Membre du Comité permanent du Congrès national wallon
(1952-1974), membre du comité liégeois d’Action wallonne
(1962-1964), membre du comité de patronage de la grande
mobilisation wallonne du 19 avril 1969, il apporte ainsi son
soutien à l’action lancée en 1968 par les quatre mouvements
wallons, sur base du mémorandum réalisé par le Conseil
économique wallon (1968) : il s’agit de mobiliser tous les
Wallons pour obtenir au minimum une réelle décentralisation
économique.
Directeur de La Nouvelle Revue wallonne à la mort de son
père en 1970, André Schreurs assure la parution de la revue
jusqu’en 1973. Vice-président de la fédération liégeoise de
Wallonie libre (1961-1963), il participe à la réorganisation de
la section liégeoise en 1974 et la préside jusqu’en 1980. Lors
du congrès du mouvement de 1975, il prône la nécessaire
solidarité Wallonie-Bruxelles, s’interroge sur le sort de
Bruxelles en cas de création d’un État wallon indépendant et
proclame que, quel que soit son président, il est partisan d’une
association avec la France. Avec le professeur Georges Jarbinet,
et sous le patronage de l’échevin Jean Lejeune, il réalise
l’exposition consacrée au 180e anniversaire de la
réunion du Pays de Liège à la France (1975). Dans les années
1976-1978, il participe aux réunions de la Délégation des trois
Mouvements wallons. En 1976, il est élu vice-président de
Wallonie libre, fonction qu’il exerce jusqu’en 1984.
Issu d’une grande famille de libéraux, francophiles et
progressistes, André Schreurs était devenu membre du parti
socialiste dès la Libération ; son père, Fernand Schreurs, resta
fidèle au Parti libéral jusqu’en 1964, moment où Omer
Vanaudenhove donnera à son parti une coloration unitariste
belge ; André Schreurs avait été séduit, expliquait-il « par
l’idéal de générosité, de fraternité et de justice sociale qui
animait le PSB. De plus, à cette époque, tous les dirigeants du
PSB, à Liège, étaient des fédéralistes convaincus ». En 1974,
cependant, il démissionne d’un parti qui lui semble placer les
problèmes communautaires au second plan.

════════════════════

■ Exercices ■
1. Transcrivez fidèlement le passage de la notice consacrée à André Schreurs qui va de « Issu d’une grande » à « au second plan. », ces deux bornes comprises.
2. Pour chacune des affirmations suivantes, indiquez par oui ou par non si elle concorde avec la notice consacrée à André Schreurs, et citez à l'identique les mots de la notice qui tranchent la question.
(a) André Schreurs a assuré la parution de La Nouvelle Revue wallonne jusqu'en 1980.
(b) André Schreurs a occupé la vice-présidence de Wallonie libre de 1976 à 1984.
(c) Fernand Schreurs a adhéré au parti socialiste dès la Libération.
3. Présentez sous forme de liste à puces les faits essentiels du paragraphe de la notice consacrée à André Schreurs qui commence par « Issu d’une grande famille de libéraux ».

════════════════════

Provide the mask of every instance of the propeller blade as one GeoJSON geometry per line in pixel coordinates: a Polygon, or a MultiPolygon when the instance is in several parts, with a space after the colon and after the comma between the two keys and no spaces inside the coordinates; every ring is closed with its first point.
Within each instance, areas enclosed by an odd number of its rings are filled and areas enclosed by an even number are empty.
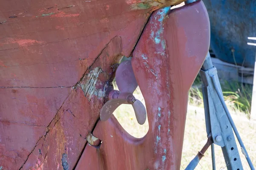
{"type": "Polygon", "coordinates": [[[100,120],[102,121],[107,120],[118,106],[122,104],[128,104],[126,99],[113,99],[108,101],[100,110],[100,120]]]}
{"type": "Polygon", "coordinates": [[[140,125],[144,124],[147,118],[147,111],[145,106],[138,99],[136,99],[135,102],[131,105],[134,110],[137,122],[140,125]]]}
{"type": "Polygon", "coordinates": [[[116,80],[118,89],[122,93],[132,94],[138,84],[130,60],[124,61],[119,65],[116,72],[116,80]]]}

════════════════════

■ Corrigés par exercice ■
1.
Issu d’une grande famille de libéraux, francophiles et
progressistes, André Schreurs était devenu membre du parti
socialiste dès la Libération ; son père, Fernand Schreurs, resta
fidèle au Parti libéral jusqu’en 1964, moment où Omer
Vanaudenhove donnera à son parti une coloration unitariste
belge ; André Schreurs avait été séduit, expliquait-il « par
l’idéal de générosité, de fraternité et de justice sociale qui
animait le PSB. De plus, à cette époque, tous les dirigeants du
PSB, à Liège, étaient des fédéralistes convaincus ». En 1974,
cependant, il démissionne d’un parti qui lui semble placer les
problèmes communautaires au second plan.

2.
(a) Non : « André Schreurs assure la parution de la revue jusqu’en 1973 ».
(b) Oui : « En 1976, il est élu vice-président de Wallonie libre, fonction qu’il exerce jusqu’en 1984 ».
(c) Non : « son père, Fernand Schreurs, resta fidèle au Parti libéral jusqu’en 1964 ».

3.
- André Schreurs est issu d'une grande famille de libéraux, francophiles et progressistes.
- Il est membre du parti socialiste dès la Libération.
- Son père, Fernand Schreurs, reste fidèle au Parti libéral jusqu'en 1964, année où Omer Vanaudenhove donne à ce parti une coloration unitariste belge.
- André Schreurs explique avoir été séduit par l'idéal de générosité, de fraternité et de justice sociale du PSB. Il ajoute qu'à cette époque, tous les dirigeants liégeois de ce parti étaient des fédéralistes convaincus.
- En 1974, il quitte ce parti, qui lui semble placer les problèmes communautaires au second plan.